-- Document section follows --
2. The right bra for you. I’ve found success with bralettes, unfortunately for me, nursing bras were really difficult for me to use, navigating the clasps caused me so much anxiety. If my son was hungry and we were out unless I was wearing a tank top it was impossible for me to unsnap it with any grace. With bralettes, I just pull it open like Clark Kent removes his shirt to reveal the Superman S. Trust me when you go from a screaming infant to a soothed nursing infant you feel like a superhero too.
3. Washable/reusable nursing pads. It’s pretty self-explanatory but it’s helpful to be in control of the things you can control. You can hand wash them with a nice relaxing scent and let them air dry, doesn’t take very long and you are back in business. Disposable ones are fine but don’t get caught with an empty box and you are not in a position to leave the house to get more. Not only that, the whole taping them to your bra, they don’t really stay anyway, and it’s less expensive over the long haul. I like the Bamboobies.
4. Nipple cream. I used nipple cream, in the beginning, it does really help. It hurts in the beginning, I won’t lie to you, it freakin kills. Nipple cream softens the skin and helps with cracking and dryness.
The Boob Ease is Organic, contains no lanolin which isn’t great for you or your baby. P.s no judgment if someone bought you the Lansinoh you and your baby will be ok. In my experience, Maxwell did breakout so the organic nipple cream seemed to be better. The point is nipple cream is awesome!
-- Document section concluded --
Task statement: Carry on the list of breastfeeding tips past its last sentence. The records have nothing to do with the nursing tips above.
-- Material shown follows --
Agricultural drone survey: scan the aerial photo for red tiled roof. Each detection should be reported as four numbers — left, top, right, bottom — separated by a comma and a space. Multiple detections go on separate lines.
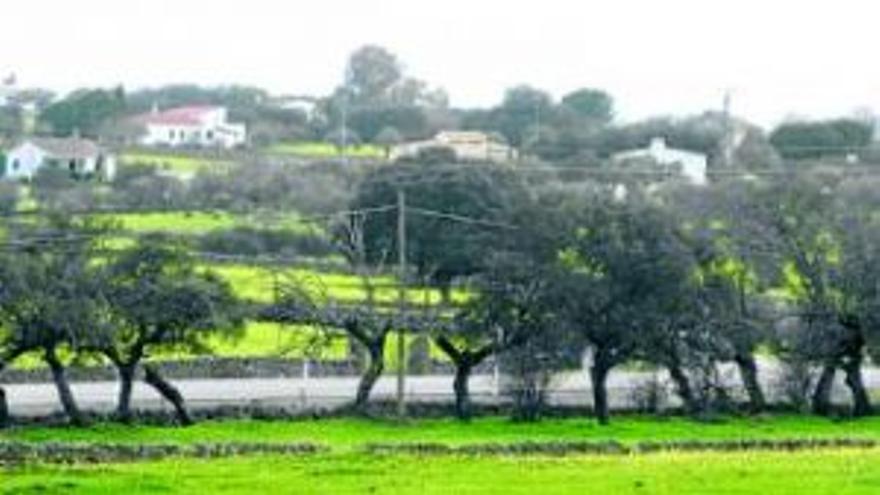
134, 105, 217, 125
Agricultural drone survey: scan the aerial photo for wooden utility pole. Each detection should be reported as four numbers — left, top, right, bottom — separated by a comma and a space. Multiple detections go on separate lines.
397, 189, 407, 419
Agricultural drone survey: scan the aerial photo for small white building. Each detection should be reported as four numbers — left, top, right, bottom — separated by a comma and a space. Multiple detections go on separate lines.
-- Material shown concluded --
Output:
5. And lastly, foods that support lactation. Lactation cookies, I’m not a scientist, can’t guarantee the results but I think they work and a great excuse to eat cookies whenever I want. Same with the Mother’s milk tea, I can’t guarantee the results but I like to feel like I’m doing everything I can do to aid in my long-term breastfeeding success. There are many things on the market, but these are what I’ve tried so far. You can go to your local grocery store for tea and for cookies you can go Babies R Us or go online.
These are just the five things that really helped me. But there are so many other things that can help mommies breastfeed. Some honorable mentions are nursing pillows,(I used the breastfriend) he’s bigger now, so I don’t really use anything. A glider or rocking chair, having plenty of water bottles, premade snacks and meals, and other local mommies who can trust and randomly text.
This journey will be up to your baby, Our breastfeeding journey lasted 26 months, some are shorter, some are longer. All is well.